## WHAT THE EXERCISE ASKS
Rescale the data from the line with "the white armchair." through the end, both included, and give back every line, requests as well. Multiply each point coordinate in the answers by 0.35 and round to whole numbers, with halves rounded up.

(Point placement records)
□ □ □

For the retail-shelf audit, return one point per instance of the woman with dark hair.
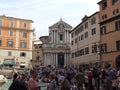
(32, 83)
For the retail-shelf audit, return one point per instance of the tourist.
(52, 85)
(18, 84)
(80, 80)
(32, 83)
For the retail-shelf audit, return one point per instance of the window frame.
(117, 25)
(118, 45)
(23, 44)
(10, 43)
(11, 23)
(22, 54)
(24, 35)
(0, 42)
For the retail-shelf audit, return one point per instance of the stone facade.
(110, 32)
(56, 50)
(16, 37)
(84, 37)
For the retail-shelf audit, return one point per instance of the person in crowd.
(95, 77)
(114, 82)
(118, 78)
(52, 85)
(32, 83)
(18, 84)
(65, 84)
(89, 75)
(80, 80)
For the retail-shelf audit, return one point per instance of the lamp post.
(98, 50)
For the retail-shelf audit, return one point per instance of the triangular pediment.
(60, 23)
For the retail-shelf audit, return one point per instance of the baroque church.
(56, 47)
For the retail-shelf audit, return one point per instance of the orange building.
(16, 36)
(110, 32)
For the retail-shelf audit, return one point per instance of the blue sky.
(45, 13)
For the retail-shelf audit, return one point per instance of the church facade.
(56, 49)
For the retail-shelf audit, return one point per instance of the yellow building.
(110, 32)
(16, 36)
(83, 39)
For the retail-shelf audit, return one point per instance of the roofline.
(84, 21)
(100, 1)
(16, 18)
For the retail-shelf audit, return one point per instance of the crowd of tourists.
(67, 78)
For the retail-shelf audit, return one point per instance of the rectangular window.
(72, 55)
(0, 32)
(0, 42)
(87, 50)
(0, 22)
(94, 48)
(81, 29)
(104, 5)
(10, 43)
(103, 48)
(117, 25)
(23, 54)
(23, 44)
(72, 35)
(24, 25)
(86, 34)
(114, 2)
(115, 11)
(11, 33)
(9, 53)
(93, 31)
(11, 24)
(24, 35)
(61, 37)
(104, 16)
(82, 37)
(86, 25)
(93, 21)
(37, 57)
(71, 42)
(103, 30)
(118, 45)
(75, 40)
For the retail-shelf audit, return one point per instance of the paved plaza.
(6, 85)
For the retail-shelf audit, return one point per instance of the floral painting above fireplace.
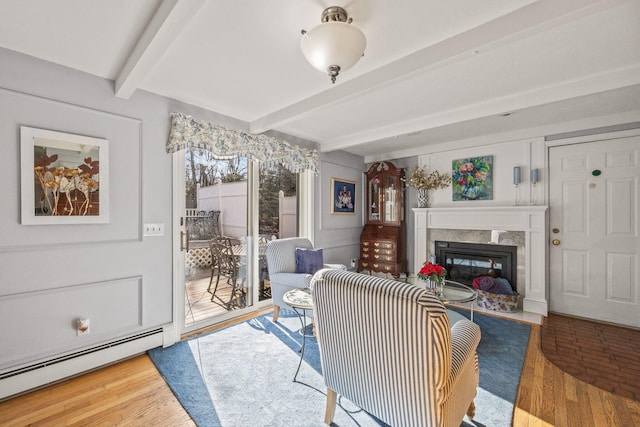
(472, 178)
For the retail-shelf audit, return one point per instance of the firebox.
(466, 261)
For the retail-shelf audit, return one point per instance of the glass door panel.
(390, 197)
(375, 199)
(218, 260)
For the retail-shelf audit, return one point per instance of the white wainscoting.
(532, 220)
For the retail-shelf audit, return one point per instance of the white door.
(595, 247)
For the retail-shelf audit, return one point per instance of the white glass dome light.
(334, 45)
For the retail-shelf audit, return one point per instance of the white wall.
(338, 234)
(52, 274)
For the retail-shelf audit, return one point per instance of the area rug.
(603, 355)
(243, 375)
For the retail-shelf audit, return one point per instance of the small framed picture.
(343, 196)
(64, 178)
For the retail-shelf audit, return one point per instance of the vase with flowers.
(434, 275)
(422, 182)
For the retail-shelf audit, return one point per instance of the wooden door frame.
(547, 179)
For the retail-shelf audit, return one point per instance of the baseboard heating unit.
(44, 372)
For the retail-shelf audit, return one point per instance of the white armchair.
(281, 264)
(387, 346)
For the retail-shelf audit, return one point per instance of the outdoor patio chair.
(224, 263)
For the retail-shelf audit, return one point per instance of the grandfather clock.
(383, 238)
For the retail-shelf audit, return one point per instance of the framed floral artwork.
(472, 178)
(64, 178)
(343, 196)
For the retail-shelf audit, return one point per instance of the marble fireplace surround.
(531, 220)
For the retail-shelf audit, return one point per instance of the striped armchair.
(387, 346)
(281, 264)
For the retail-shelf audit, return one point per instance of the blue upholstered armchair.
(389, 348)
(281, 263)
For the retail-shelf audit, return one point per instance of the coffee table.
(300, 301)
(454, 292)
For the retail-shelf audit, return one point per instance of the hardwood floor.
(132, 393)
(548, 396)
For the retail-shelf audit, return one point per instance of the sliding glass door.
(232, 208)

□ □ □

## SOLUTION
For the retail-shelf audit, return one point per instance of the white armchair.
(98, 92)
(135, 121)
For the retail-shelf audit, return one point per instance of the outdoor patio chair.
(78, 92)
For the retail-shelf audit, return one point per instance of the grandfather clock.
(134, 83)
For the retail-shelf audit, return one point per instance of the framed floral artwork.
(165, 62)
(22, 62)
(120, 69)
For the retail-shelf audit, return one point per instance of the marble fireplace surround.
(186, 77)
For the retail-shelf audit, return one point per instance of the striped armchair.
(135, 121)
(98, 92)
For the retail-shelf audit, return one point per instance of the blue upholstered armchair.
(136, 122)
(98, 92)
For the retail-shelf audit, return one point per instance of the coffee table.
(105, 105)
(159, 102)
For the retail-shelf audit, return one point per instance of the hardwood floor.
(46, 138)
(192, 139)
For the retail-shelf audit, return one point per instance of the sliding glass door.
(81, 73)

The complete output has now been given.